Repeat back the listing below, word for word and in full.
Segment Open
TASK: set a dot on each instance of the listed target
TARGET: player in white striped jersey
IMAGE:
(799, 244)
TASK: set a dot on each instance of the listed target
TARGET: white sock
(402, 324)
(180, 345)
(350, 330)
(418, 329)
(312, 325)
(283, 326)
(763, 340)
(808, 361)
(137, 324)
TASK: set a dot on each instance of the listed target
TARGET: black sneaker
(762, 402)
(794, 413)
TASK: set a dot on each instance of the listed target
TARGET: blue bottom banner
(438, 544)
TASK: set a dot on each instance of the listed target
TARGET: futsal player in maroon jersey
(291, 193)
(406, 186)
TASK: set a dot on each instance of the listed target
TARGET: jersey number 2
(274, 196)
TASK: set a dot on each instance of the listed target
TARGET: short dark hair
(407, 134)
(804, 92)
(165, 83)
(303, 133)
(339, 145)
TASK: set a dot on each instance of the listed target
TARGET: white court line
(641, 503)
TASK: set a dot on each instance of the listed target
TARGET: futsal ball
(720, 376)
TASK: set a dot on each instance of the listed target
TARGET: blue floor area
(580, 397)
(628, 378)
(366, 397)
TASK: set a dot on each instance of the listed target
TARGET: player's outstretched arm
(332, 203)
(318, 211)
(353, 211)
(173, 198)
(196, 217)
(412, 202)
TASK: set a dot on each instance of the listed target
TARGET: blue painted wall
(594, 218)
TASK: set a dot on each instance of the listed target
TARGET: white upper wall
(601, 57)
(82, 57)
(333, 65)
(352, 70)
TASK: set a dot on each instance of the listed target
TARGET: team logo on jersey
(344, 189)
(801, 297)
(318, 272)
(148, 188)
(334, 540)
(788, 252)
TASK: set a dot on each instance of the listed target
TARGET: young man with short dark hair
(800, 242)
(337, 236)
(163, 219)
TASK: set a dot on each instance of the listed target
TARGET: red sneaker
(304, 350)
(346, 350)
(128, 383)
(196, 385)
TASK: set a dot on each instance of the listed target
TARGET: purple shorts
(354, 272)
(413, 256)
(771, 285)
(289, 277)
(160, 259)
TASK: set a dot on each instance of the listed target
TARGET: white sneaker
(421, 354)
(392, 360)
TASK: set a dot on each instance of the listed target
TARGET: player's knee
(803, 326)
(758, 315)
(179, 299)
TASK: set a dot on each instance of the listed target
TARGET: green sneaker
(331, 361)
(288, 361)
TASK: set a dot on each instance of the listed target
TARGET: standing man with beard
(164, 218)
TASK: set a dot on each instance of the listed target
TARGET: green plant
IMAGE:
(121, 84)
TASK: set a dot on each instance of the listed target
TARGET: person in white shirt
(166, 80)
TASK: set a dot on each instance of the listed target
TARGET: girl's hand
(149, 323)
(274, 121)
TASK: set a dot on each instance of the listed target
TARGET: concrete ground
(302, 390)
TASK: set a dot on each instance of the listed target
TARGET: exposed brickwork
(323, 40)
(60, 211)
Segment Closed
§ Result of the task:
TASK: set a dot on each instance of the listed target
TARGET: player in white striped jersey
IMAGE:
(799, 244)
TASK: set a dot on each instance of the listed target
TARGET: white sock
(402, 324)
(180, 345)
(350, 330)
(418, 329)
(312, 325)
(283, 326)
(763, 340)
(808, 361)
(137, 324)
TASK: set a dot on each instance of the listed target
TARGET: black sneaker
(762, 402)
(794, 413)
TASK: set a dot on each instance of the listed target
TARGET: blue bottom banner
(438, 544)
TASK: set a dot on each instance of the listed target
TARGET: futsal player in maroon jersey
(291, 193)
(406, 186)
TASK: set a dot on each instance of the listed target
TARGET: jersey number 2
(274, 196)
TASK: set a dot on each instance of the listed target
TARGET: short dark hair
(407, 134)
(804, 92)
(165, 83)
(303, 133)
(339, 145)
TASK: set a dot on each instance of the listed target
TARGET: white court line
(641, 503)
TASK: set a dot on each instance of the listed target
TARGET: futsal ball
(720, 376)
TASK: set a dot on each instance of the listed target
TARGET: blue floor area
(580, 397)
(628, 378)
(366, 397)
TASK: set a dot on each instance of the listed target
TARGET: player's outstretched arm
(332, 203)
(318, 211)
(353, 211)
(173, 198)
(196, 217)
(412, 202)
TASK: set a dot on each instance of the listed target
TARGET: blue painted wall
(594, 218)
TASK: set a dot on each instance of the listed target
TARGET: white upper wall
(601, 57)
(82, 57)
(333, 65)
(352, 70)
TASK: set a dot on each instance of the listed target
TARGET: team logo on jersey
(344, 189)
(801, 297)
(318, 272)
(148, 188)
(334, 540)
(788, 252)
TASK: set a dot on each instance of the listed target
TARGET: young man with short dark hair
(800, 242)
(337, 236)
(163, 219)
TASK: set a dot on each instance of the listed target
TARGET: red sneaker
(304, 350)
(346, 350)
(128, 383)
(196, 385)
TASK: set a dot on each instance of the listed target
TARGET: purple shorts
(354, 272)
(413, 256)
(771, 285)
(289, 277)
(160, 259)
TASK: set a dot on each instance of the listed target
TARGET: white sneaker
(421, 354)
(392, 360)
TASK: set a dot on each instance of the listed target
TARGET: player's knee
(803, 326)
(758, 315)
(179, 299)
TASK: set a dot on each instance of the listed target
TARGET: green sneaker
(331, 361)
(288, 361)
TASK: set a dot on each instance of the listed target
TARGET: standing man with beard
(164, 218)
TASK: set a dot on each instance of the listed target
TARGET: green plant
IMAGE:
(121, 84)
TASK: set a dot on each instance of the listed target
TARGET: person in white shirt
(166, 80)
TASK: set a dot on each instance of the listed target
TARGET: girl's hand
(149, 323)
(274, 121)
TASK: set a dot on each instance of the listed target
TARGET: concrete ground
(302, 390)
TASK: set a dot on each instance of the listed target
TARGET: exposed brickwork
(323, 40)
(60, 211)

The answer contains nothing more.